● **WRITTEN INSTRUCTION A**
Locate every line in the rows that contains the string "green" and copy each one out, matching case exactly.

● **TEXT PROVIDED**
════════

I’ve been involved in hundreds of Data Quality implementations. There is one thing every project has in common: The project team thinks their data is different than anything I might have seen before. To some extent that is true; each company has its own volumes of data records and this data may be stored in a number of unique environments. In addition, they each have specific data elements related to their vertical (claims data for insurance companies, inventory and product information for retailers, and so on), and also specific to their company itself. All this is indicative of a highly unique data landscape for every individual company, right?

Well, not necessarily. At the end of the day, data is data. I’m not talking about .mpegs or .gifs, but good old-fashioned customer information. ASCII hasn’t changed in 50-plus years (and for you old-timers, EBCDIC hasn’t either!). Names and addresses are complex, but generally adhere to a consistent structure. Platforms and storage have changed – from mainframes, to UNIX, to PCs and from flat-files, to relational DBs, to distributed clusters – but the data itself has been relatively the same. This is a good thing, and why we have a rich and robust Data Management industry helping companies harness the power of their data. The data isn’t all that unique, but how companies choose to organize, maintain, and utilize this data is where the differences come into play.

An important part of any data project is the process of analyzing the current state of the data at hand, which is commonly called data profiling. I would argue that this is the first necessary step in any Data Management initiative. The process of data discovery is also one of the best examples of how data is generally the same. Guaranteed you will find date columns with a bunch of 01/01/1900s. You’ll find blanks in fields that must have a field populated. And you will consistently find junk roaming around in your name and address information – account numbers and SSNs in name fields, descriptions, or comments in street lines – stuff that doesn’t belong there, but the data entry person couldn’t find a better place for it! This is particularly true for “error-reducing” UI interfaces as well because the more restrictions that are placed on data entry, the more creative people get when they try to enter information that doesn’t quite fit.

════════

● **SUPPLIED RECORDS**
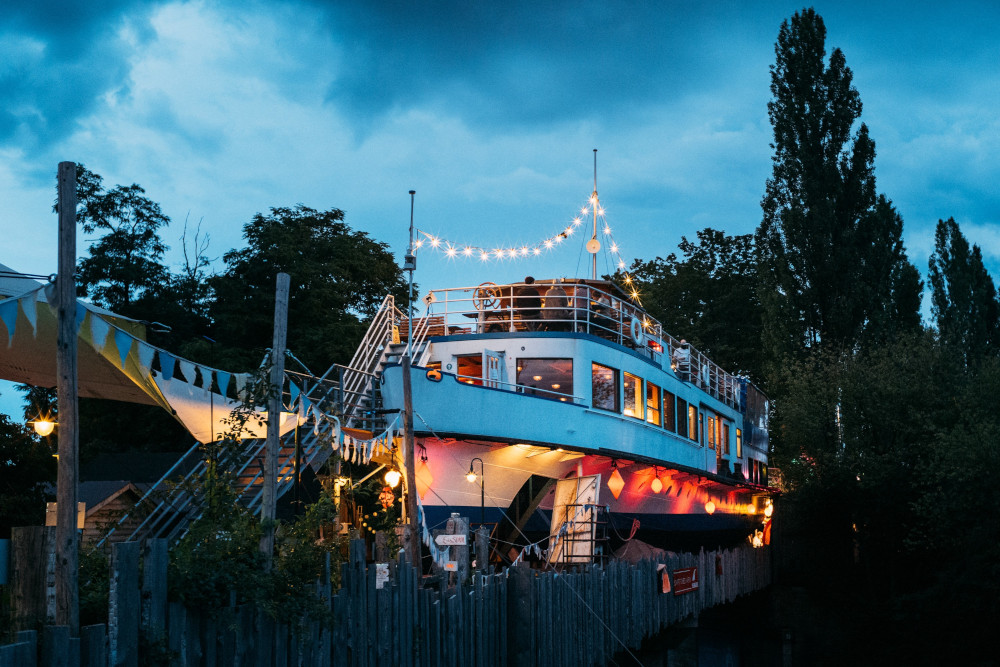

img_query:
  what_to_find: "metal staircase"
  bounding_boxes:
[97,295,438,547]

════════

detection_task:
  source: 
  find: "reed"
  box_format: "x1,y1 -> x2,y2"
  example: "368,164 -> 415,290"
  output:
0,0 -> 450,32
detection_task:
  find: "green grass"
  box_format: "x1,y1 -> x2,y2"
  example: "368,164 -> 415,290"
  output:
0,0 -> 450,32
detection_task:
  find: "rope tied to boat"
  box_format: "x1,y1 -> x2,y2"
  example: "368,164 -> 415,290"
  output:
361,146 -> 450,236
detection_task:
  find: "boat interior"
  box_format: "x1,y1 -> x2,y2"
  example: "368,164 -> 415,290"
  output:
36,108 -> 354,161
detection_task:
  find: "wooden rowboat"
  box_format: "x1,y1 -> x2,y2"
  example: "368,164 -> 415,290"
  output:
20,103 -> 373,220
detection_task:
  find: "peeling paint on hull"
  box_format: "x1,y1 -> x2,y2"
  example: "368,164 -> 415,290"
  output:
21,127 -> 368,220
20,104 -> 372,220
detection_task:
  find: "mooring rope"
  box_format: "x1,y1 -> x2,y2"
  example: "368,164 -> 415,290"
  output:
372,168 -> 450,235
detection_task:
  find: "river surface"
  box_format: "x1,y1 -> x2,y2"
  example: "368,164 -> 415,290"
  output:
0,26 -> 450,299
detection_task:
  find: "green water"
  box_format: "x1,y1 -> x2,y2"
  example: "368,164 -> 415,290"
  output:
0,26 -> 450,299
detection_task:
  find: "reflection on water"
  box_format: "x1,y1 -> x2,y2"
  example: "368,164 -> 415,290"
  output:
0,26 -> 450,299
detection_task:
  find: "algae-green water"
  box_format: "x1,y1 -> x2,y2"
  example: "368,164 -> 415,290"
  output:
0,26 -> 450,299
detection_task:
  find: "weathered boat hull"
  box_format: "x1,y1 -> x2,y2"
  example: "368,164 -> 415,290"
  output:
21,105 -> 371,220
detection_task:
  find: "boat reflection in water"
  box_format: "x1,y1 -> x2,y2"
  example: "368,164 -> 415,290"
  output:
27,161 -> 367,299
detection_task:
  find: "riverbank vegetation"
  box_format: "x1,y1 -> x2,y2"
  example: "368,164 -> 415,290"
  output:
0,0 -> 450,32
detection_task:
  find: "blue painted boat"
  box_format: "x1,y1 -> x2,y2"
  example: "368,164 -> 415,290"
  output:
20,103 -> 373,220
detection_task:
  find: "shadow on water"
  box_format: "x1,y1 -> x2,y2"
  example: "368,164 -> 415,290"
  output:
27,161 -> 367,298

════════

● **WRITTEN INSTRUCTION B**
Resume the data quality passage, starting right after its final sentence.

● **WRITTEN RESPONSE A**
  find: "green grass"
  find: "green water"
  find: "algae-green water"

● **WRITTEN RESPONSE B**
In practice, I don’t think I ever once told anyone during one of my consulting engagements, “Your data is the same as everyone else’s!” They didn’t want to hear it, and I wanted to be able to perform magic in anticipating, understanding, and resolving their “totally unique” Data Quality situations. But, if you can swallow the fact that you’ve got the same issues as everyone else, the silver lining is that there are likely tried-and-tested ways to address those issues. 

In fact, the use of industry consultants or analyst recommendations paired with prepackaged Data Management software applications takes advantage of the similarities of data issues. The software can even have preconfigured and prepopulated rules and transformations to deal with the exact scenarios that most people encounter with their data. This is the value that these packages provide, as opposed to using coding and SQL to write these transformations from scratch. The scales will tip quickly toward an ROI on the software once your data reaches a volume and complexity where more and more varied issues are going to be encountered, and the manual intervention will get to be too much.

My advice is to be happy that you’re not special, at least when it comes to your data! Swimming in the same data pool (or lake!) as everyone else has its benefits in leveraging the software solutions that have already been created.